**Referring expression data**
○ ○ ○

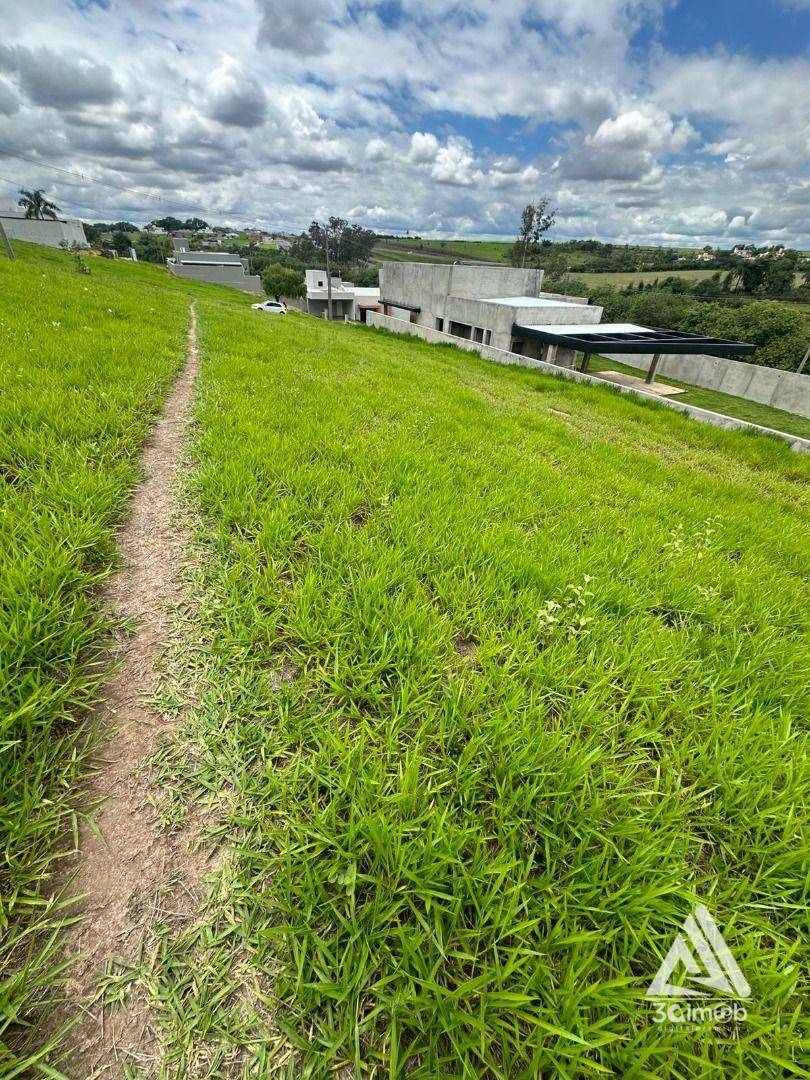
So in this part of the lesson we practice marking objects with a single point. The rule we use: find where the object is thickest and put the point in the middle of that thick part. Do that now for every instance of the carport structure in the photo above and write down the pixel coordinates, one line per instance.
(613, 338)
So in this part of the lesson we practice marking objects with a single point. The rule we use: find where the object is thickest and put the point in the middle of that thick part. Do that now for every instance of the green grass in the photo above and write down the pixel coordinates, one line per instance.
(619, 280)
(84, 365)
(491, 677)
(715, 401)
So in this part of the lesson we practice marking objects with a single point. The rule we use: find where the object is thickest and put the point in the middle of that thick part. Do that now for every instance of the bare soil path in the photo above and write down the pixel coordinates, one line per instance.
(137, 868)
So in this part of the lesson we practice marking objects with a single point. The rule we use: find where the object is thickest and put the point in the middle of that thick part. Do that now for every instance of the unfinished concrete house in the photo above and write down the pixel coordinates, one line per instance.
(482, 304)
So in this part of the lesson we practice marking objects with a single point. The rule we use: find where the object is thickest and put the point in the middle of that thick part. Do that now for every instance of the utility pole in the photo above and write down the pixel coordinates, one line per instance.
(7, 242)
(328, 273)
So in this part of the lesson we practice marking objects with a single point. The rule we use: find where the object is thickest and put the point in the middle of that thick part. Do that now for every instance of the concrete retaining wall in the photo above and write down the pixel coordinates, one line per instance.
(49, 233)
(783, 390)
(501, 356)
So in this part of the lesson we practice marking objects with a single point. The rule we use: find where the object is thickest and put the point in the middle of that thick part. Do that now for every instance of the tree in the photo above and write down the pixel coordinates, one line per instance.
(350, 245)
(281, 281)
(36, 205)
(536, 220)
(121, 242)
(170, 224)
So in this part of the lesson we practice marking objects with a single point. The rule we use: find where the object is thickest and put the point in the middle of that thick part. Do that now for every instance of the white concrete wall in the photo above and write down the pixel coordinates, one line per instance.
(501, 356)
(429, 285)
(228, 274)
(48, 233)
(785, 390)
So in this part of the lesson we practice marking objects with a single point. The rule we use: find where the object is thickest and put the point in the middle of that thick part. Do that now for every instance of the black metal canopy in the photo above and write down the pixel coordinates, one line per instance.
(639, 339)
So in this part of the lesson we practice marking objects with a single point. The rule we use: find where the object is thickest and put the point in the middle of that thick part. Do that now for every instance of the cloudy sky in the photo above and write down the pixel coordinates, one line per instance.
(671, 121)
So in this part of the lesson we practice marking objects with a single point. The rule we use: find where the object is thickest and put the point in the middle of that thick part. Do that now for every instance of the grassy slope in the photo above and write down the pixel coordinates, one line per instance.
(715, 401)
(85, 362)
(495, 676)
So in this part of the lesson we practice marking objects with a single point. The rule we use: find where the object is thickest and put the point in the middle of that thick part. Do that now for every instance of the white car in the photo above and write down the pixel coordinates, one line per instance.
(274, 307)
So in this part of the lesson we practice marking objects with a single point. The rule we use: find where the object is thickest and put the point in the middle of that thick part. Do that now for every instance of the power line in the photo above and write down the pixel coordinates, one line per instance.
(82, 176)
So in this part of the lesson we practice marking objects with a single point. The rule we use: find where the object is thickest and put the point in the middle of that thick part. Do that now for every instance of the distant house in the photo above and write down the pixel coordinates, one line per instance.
(348, 300)
(218, 268)
(52, 232)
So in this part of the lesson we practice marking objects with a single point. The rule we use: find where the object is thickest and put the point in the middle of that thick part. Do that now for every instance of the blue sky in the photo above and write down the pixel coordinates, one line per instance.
(656, 121)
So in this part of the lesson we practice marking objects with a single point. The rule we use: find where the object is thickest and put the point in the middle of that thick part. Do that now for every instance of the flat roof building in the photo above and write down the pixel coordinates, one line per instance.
(477, 302)
(217, 268)
(348, 300)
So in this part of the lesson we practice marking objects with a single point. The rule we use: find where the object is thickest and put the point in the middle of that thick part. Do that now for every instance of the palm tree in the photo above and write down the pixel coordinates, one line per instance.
(36, 204)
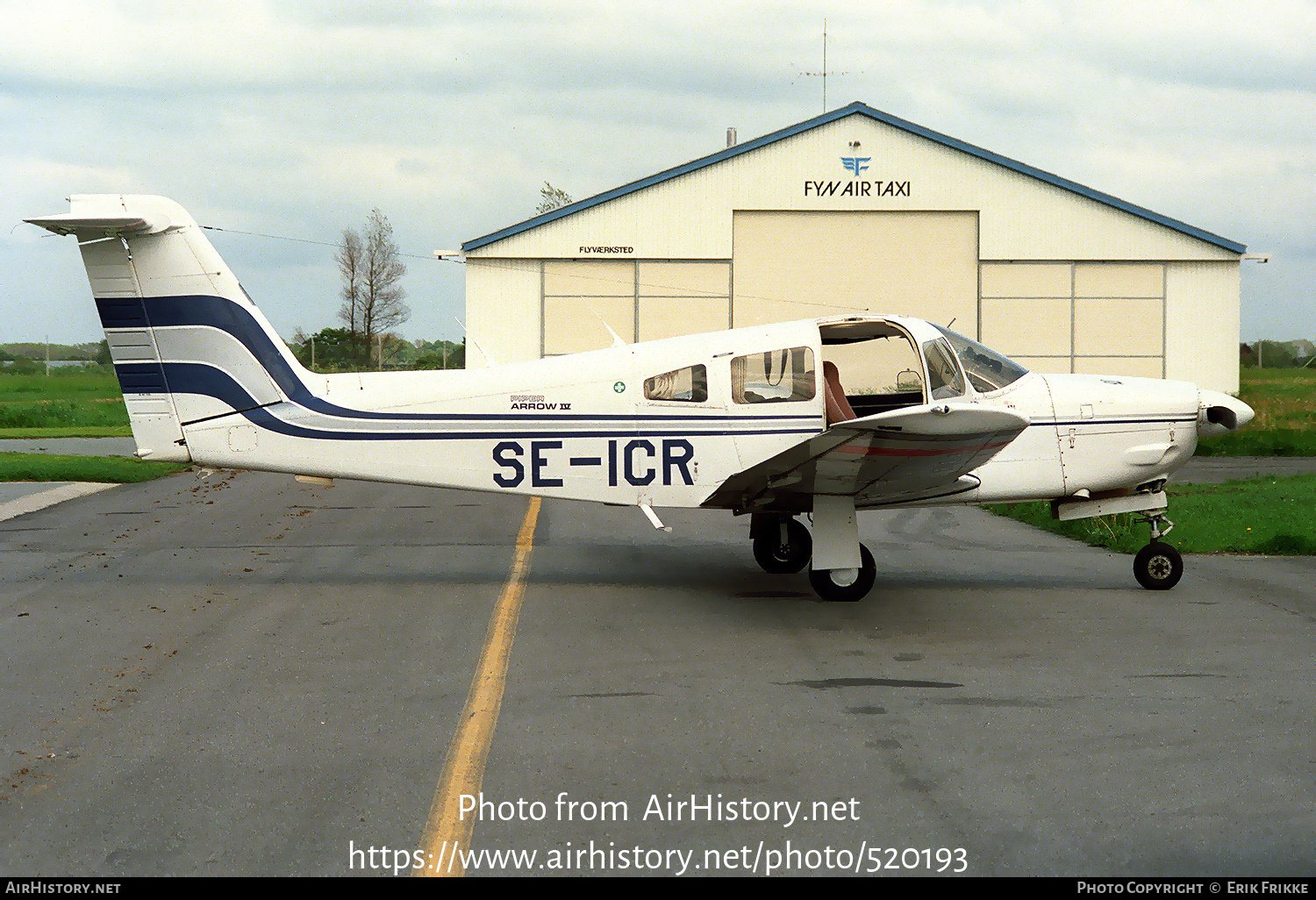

○ ○ ○

**Task to carry out**
Hand back the records above exactly as they are, pictures excluded.

**Solution to this task**
So in this part of the lesson we practice marking objects with a single point. The rule we use: find where the object is thickest and put the point in the middle of that thick part. Do that now for every instance of the carport structure in the photo above and write down the pixel coordinates, one line per instance.
(613, 338)
So in this part of the lesson we practice marking objects with a single point. The rule we use: find where the object is thickest and put the point in the middle of that thick part. Do that now for every instance of the green grass in the photo above and write down the pixel coordinates, one line per instance.
(619, 280)
(84, 365)
(491, 677)
(715, 401)
So in this part of the lesson we practice marking objects with a single point. The rule we use: find where the object is thickest and put the point in the middle of that thick part. Do that now for every instance of the bare soil path in the photo above and write down the pixel coordinates, one line per instance.
(137, 868)
So in this part of the lesson we practice marking objects with a single point. The rule we use: find where the object is thickest and put the point in the middle of that thick part. Do that now for every instance of the unfinished concrete house in the photo above and write down the pixel coordinates, one line per instance.
(482, 304)
So in this part of the lesson we practice marking objects with a single point. The rule we use: find where the object is thickest and put the point in the middle of that thick part. Do that now for every instance of the utility pole in the photo above and write down the pixel coordinates, one line per instance.
(7, 242)
(328, 273)
So in this part of the lesson we practice marking objects with a single point. The rule we use: find where the object is thickest and put the point in the middle of that thick part. Do that now for every instance of the concrete retaining wall in the photo above and write down the pixel coordinates, one line per instance.
(49, 233)
(783, 390)
(501, 356)
So in this part of the lesson we practice marking objects with a single point. The rule we use: find where the object is thickest and put the point in the middle of that thick part. Do that now for every instance of the tree in the photo above and write down the pixel coordinates, one line per instance.
(350, 245)
(281, 281)
(36, 205)
(536, 220)
(121, 242)
(170, 224)
So in this part of the lesson we practice marking objects with a single point. The rule we use: find where the object is thickest and put the point in the middle of that thick part. Do that now for every instance of the white concrete wall in the photo above and write down the pixel coordinates, one line per instance.
(501, 356)
(429, 285)
(228, 274)
(48, 233)
(785, 390)
So in this part of the lesson we practice marking objects with a single point. The rule we use: find where the object is thickest and put the point in the middle of that thick part. Do that now for every instance of the black metal canopy in the photo above and write down the pixel coordinates, one line per instance.
(639, 339)
So in this part of the lesson we practice marking objects with a single point. The rule we use: find where the object is thickest and put the point in the middle of that thick part. Do that now for every instance of the cloudy sky in the photo above and write down the pixel coordinates, one line per instance.
(671, 121)
So in this part of the lesson we practice marking objects with a single point. The rule we use: find where the object is thickest and put the point in the middle of that thick part. Do that now for every instance of the grassy slope in the photo above and write down the pixel coordinates, one line per instance.
(715, 401)
(85, 362)
(495, 676)
So in this part of the lesson we practice marking objects with a single point. The rule we use: find where the object is thickest and put the point in the middle of that thick part. Do that now for every instance of the white car in the photo above and write down the pixel coordinates, one line per instance.
(274, 307)
So in this part of the lesson we practice marking objects with a single point. The rule we use: find where the object is thickest and put the point in the middle of that thick part. Do that now for every instance of the power line in the photo above and write down the pixel coordinates, one line per instance.
(82, 176)
So in this part of the lesson we practice marking objects with a single point. The rule we use: find where the object is thickest and put the point in the middle of that thick part. Do that now for every instance of the distant house in the photo above and write down the pixel coordinates, one line per instance.
(348, 300)
(218, 268)
(52, 232)
So in this part of the lesson we practice marking objects with a single point. The rule we use: find where the object is thickest and put the point in the middle of that thick part. Do that now for every instance of the blue sky in the photo above and write down the pixel coordinates, one line per instance.
(656, 121)
So in this part of the lesson we practice marking objects with a single point. The rule we use: find where the object is thickest and put the point in the middle of that thick part. Do that now for every instance of the flat roof building in the photo above and write down the pixel coordinates, one line per instance.
(477, 302)
(217, 268)
(348, 300)
So in this part of the lesson we practice marking objects with a single point. The rule we use: find where the object is thickest and put the point in the middle of that thick part. Do that now for every instance of the palm tree in the photo above and write down the pixel coordinates, one line per instance.
(36, 204)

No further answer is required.